* The exercise *
Render the lines of the records below as a Markdown table with the columns "Row" and "Line", skipping blank lines.

══ Data for processing

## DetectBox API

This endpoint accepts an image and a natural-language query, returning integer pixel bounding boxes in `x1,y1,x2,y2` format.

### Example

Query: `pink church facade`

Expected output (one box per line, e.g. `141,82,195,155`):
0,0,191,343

════

* Answer to the exercise *
| Row | Line |
|---|---|
| 1 | ## DetectBox API |
| 2 | This endpoint accepts an image and a natural-language query, returning integer pixel bounding boxes in `x1,y1,x2,y2` format. |
| 3 | ### Example |
| 4 | Query: `pink church facade` |
| 5 | Expected output (one box per line, e.g. `141,82,195,155`): |
| 6 | 0,0,191,343 |